*Requirement*
Could you return every line of the records below that contains the word "floor"?

(Point localization data)
######

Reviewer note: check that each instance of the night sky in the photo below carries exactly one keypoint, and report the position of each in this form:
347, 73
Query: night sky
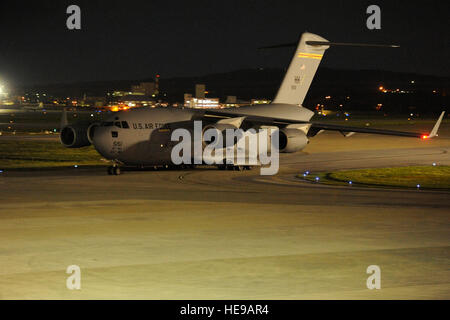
136, 39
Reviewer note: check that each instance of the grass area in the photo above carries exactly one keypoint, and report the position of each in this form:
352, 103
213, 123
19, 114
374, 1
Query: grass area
428, 177
45, 154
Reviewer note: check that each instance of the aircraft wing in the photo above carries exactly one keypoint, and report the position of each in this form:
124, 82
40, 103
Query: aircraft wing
316, 127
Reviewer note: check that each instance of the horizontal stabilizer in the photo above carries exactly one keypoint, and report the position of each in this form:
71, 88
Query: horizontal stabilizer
328, 43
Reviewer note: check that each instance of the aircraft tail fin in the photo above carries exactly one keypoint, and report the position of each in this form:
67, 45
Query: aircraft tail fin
64, 121
302, 69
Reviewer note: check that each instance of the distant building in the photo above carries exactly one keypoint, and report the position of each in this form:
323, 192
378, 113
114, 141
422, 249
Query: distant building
202, 103
260, 101
134, 100
200, 91
144, 88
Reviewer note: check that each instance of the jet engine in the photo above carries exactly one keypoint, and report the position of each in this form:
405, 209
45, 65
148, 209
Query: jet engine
221, 130
76, 135
292, 140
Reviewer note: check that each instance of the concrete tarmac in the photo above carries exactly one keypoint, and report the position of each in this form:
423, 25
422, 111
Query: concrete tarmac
210, 234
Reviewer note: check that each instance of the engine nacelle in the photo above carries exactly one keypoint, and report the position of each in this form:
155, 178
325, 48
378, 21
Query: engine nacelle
221, 130
91, 131
75, 135
292, 140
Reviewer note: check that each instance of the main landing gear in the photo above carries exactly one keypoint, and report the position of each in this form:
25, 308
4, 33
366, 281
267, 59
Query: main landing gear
233, 167
114, 170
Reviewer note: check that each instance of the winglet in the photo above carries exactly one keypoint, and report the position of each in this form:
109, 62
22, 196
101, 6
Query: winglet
433, 132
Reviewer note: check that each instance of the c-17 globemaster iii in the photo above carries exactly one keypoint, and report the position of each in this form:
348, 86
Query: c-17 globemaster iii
142, 136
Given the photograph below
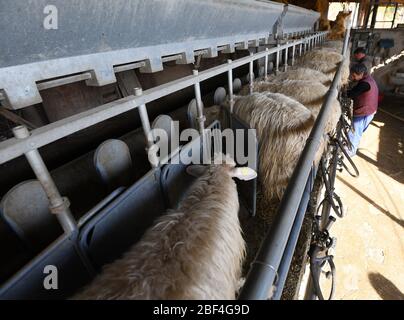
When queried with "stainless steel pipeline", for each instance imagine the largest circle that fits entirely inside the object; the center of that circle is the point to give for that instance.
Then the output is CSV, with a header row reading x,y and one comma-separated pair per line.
x,y
264,268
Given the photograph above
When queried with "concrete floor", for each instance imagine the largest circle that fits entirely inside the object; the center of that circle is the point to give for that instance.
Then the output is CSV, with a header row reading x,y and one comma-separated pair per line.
x,y
370,239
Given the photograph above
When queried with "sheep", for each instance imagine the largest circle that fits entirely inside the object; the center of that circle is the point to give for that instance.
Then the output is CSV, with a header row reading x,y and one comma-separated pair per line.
x,y
335,45
283,126
309,93
298,73
327,62
192,252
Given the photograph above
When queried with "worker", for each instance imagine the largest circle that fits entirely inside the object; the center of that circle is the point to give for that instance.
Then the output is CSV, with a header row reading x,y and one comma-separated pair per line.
x,y
360,57
365,96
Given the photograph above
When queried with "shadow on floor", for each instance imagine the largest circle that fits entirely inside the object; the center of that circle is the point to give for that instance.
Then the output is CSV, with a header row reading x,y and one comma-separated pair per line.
x,y
384,287
378,207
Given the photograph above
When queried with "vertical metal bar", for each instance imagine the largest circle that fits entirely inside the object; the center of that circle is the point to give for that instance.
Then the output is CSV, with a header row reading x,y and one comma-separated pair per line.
x,y
57,204
144,118
199,105
251,85
277,61
394,17
286,57
230,83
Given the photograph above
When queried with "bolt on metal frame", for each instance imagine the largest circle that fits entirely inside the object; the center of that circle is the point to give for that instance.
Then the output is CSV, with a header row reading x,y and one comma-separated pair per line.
x,y
27,143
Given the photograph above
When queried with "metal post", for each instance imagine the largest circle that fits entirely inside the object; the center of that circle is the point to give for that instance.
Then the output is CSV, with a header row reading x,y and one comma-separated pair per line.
x,y
230,82
201,117
251,85
58,205
266,65
286,58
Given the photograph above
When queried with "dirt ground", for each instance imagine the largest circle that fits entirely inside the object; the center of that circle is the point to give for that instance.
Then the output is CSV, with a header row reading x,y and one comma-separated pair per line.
x,y
369,254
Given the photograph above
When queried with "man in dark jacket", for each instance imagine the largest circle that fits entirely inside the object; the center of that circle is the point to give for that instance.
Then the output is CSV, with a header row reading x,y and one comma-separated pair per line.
x,y
365,96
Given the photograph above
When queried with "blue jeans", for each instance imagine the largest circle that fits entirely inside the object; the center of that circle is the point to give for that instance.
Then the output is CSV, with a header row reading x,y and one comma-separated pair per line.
x,y
360,125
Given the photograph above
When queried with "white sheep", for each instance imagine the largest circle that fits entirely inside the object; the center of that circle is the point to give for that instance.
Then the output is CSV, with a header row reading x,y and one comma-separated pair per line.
x,y
309,93
298,73
283,126
193,252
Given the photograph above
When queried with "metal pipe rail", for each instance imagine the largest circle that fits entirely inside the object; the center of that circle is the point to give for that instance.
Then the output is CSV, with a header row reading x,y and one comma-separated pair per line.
x,y
265,268
13,148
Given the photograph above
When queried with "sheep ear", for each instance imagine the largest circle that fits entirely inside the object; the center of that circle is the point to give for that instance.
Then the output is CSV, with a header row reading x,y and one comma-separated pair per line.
x,y
243,173
196,170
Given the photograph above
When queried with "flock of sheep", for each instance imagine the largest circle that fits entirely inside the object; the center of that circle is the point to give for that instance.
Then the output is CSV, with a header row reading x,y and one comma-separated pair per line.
x,y
197,251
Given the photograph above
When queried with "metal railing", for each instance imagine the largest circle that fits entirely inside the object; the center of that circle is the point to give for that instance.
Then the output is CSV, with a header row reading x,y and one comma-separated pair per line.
x,y
272,261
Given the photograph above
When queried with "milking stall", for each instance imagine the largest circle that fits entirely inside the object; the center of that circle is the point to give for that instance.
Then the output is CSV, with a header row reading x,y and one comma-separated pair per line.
x,y
200,150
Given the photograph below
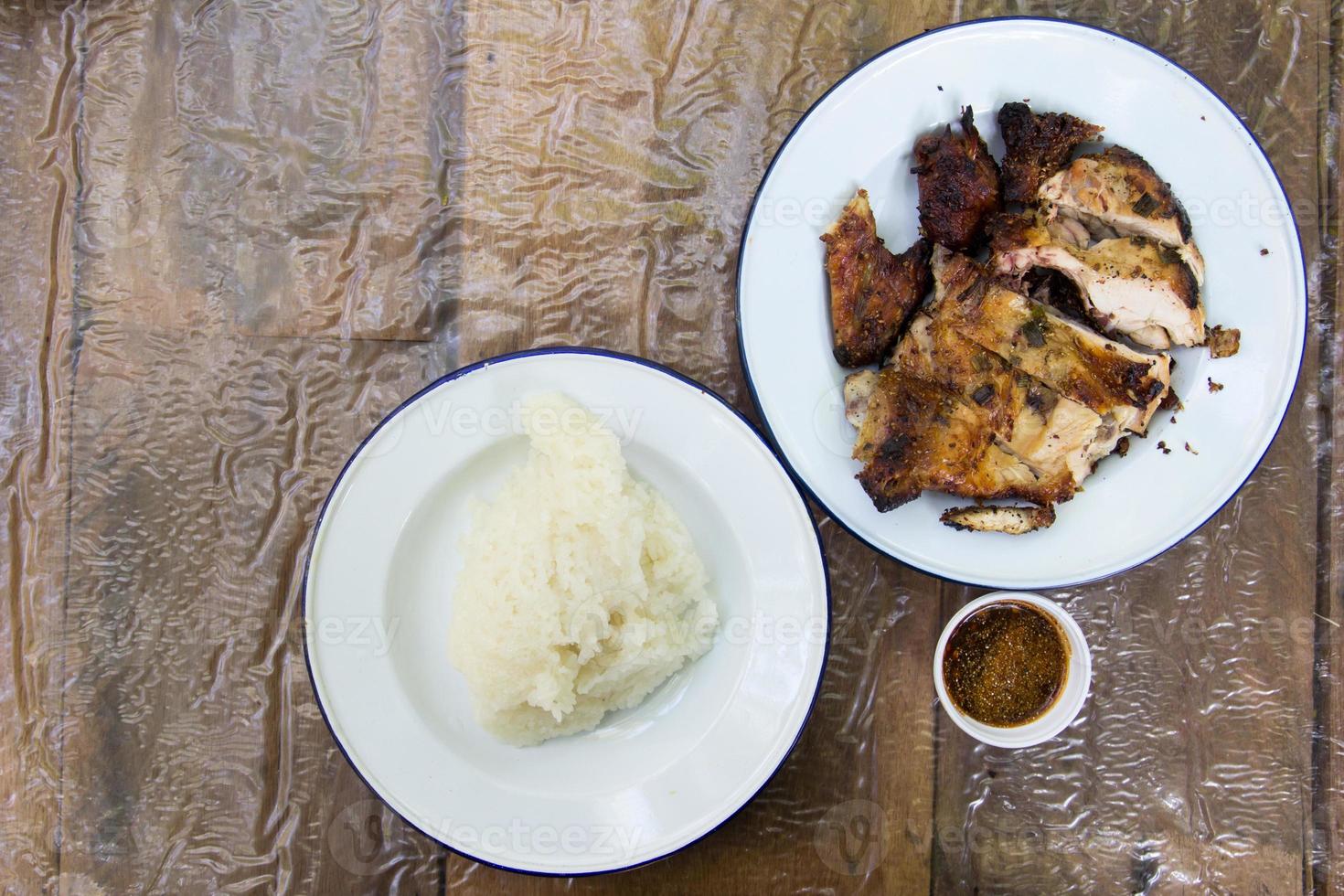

######

*Solution for this exercise*
When queried with "concrete floor", for each instance imagine the largest circle that fits entirely inside the object; the center of that circle is the point to give for that instance.
When queried with "shadow on floor", for each instance imagine the largest circle that fits entirely inside the object; the center of that circle is the point to give for that instance.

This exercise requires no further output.